[Records from a data source]
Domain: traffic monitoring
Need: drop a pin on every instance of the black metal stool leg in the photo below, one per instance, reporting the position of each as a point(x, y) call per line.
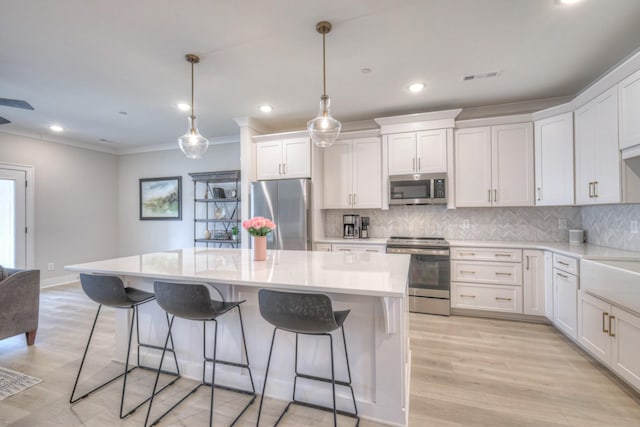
point(266, 374)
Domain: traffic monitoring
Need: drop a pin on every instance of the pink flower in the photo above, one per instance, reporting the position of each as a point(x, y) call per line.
point(258, 226)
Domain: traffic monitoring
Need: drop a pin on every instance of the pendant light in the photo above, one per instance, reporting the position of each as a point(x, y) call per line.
point(324, 129)
point(192, 144)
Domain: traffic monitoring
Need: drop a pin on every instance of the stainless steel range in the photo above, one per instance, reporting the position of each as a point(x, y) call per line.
point(429, 272)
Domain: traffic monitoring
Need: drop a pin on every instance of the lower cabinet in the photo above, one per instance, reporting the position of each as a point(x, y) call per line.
point(611, 335)
point(565, 309)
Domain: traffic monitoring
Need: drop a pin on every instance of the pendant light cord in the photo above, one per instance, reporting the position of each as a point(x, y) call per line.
point(324, 68)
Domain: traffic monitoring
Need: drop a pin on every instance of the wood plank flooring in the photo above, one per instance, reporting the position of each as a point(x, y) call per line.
point(465, 372)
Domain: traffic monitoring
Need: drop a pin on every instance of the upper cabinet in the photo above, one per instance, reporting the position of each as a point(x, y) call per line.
point(418, 152)
point(283, 159)
point(353, 174)
point(597, 153)
point(494, 166)
point(554, 160)
point(629, 102)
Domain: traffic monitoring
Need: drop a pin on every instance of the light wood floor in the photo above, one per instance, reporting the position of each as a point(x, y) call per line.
point(465, 372)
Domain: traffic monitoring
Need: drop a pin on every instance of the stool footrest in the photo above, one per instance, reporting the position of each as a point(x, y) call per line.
point(322, 379)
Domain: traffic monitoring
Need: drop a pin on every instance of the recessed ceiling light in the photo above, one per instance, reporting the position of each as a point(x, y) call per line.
point(416, 87)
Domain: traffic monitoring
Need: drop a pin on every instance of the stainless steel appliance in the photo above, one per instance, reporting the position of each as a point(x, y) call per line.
point(418, 189)
point(429, 272)
point(287, 203)
point(351, 226)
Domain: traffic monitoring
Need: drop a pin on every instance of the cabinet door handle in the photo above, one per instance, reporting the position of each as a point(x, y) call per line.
point(611, 334)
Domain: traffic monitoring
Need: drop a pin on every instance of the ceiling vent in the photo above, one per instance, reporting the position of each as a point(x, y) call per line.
point(481, 76)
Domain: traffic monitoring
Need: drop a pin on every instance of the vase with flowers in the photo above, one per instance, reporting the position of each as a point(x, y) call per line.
point(259, 228)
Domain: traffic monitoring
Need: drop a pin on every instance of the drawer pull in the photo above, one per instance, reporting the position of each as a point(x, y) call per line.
point(611, 334)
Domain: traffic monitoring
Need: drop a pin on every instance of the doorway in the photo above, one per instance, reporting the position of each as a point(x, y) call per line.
point(16, 217)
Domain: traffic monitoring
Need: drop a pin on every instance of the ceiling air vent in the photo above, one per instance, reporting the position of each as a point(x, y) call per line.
point(481, 76)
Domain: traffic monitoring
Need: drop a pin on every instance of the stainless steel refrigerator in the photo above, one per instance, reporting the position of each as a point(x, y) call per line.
point(287, 202)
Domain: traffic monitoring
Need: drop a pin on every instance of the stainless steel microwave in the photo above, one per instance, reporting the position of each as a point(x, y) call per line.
point(418, 189)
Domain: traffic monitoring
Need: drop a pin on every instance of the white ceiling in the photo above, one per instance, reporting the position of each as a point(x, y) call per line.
point(80, 63)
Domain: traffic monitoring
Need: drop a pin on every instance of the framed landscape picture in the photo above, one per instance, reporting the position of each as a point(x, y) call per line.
point(161, 198)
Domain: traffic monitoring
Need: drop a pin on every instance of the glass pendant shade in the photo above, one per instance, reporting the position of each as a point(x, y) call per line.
point(192, 144)
point(324, 129)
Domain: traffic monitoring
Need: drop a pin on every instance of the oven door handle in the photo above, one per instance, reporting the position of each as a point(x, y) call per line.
point(415, 251)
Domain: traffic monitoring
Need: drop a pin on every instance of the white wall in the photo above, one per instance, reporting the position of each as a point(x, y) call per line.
point(75, 202)
point(135, 236)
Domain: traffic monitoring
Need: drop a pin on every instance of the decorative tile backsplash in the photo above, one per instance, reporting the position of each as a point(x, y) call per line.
point(525, 223)
point(608, 225)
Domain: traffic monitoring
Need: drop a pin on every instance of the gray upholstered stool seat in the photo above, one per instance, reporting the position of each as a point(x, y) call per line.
point(110, 291)
point(193, 302)
point(306, 314)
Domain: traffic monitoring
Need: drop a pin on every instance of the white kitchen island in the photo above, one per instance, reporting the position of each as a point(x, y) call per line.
point(372, 285)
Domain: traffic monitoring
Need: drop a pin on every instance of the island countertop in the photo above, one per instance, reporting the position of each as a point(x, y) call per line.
point(372, 274)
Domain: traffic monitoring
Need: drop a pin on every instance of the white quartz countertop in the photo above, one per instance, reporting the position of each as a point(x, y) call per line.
point(371, 274)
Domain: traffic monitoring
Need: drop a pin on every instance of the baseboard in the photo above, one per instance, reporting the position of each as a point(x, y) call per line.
point(58, 281)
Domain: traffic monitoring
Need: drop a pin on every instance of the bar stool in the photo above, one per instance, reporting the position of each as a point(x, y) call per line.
point(110, 291)
point(306, 314)
point(193, 302)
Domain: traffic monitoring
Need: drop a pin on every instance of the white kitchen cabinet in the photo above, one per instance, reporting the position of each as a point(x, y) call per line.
point(629, 109)
point(418, 152)
point(553, 141)
point(494, 166)
point(533, 282)
point(611, 335)
point(626, 346)
point(593, 328)
point(597, 152)
point(565, 298)
point(283, 159)
point(353, 174)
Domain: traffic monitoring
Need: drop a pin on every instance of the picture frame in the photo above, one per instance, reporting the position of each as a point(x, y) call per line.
point(161, 198)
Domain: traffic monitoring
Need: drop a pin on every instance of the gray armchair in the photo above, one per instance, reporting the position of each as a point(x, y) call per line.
point(19, 303)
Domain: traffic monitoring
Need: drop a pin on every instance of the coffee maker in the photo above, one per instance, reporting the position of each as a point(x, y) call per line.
point(351, 226)
point(364, 228)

Task requirements - Can you write out everything from the start of the records down to the line containing "point(266, 374)", adding 99 to each coordinate in the answers and leaving the pictures out?

Output for this task -
Domain: traffic monitoring
Need: drop a pin on every instance of the black metal stool leg in the photo below, one per instance, reporting the position of each as a point(x, y) call per line.
point(365, 473)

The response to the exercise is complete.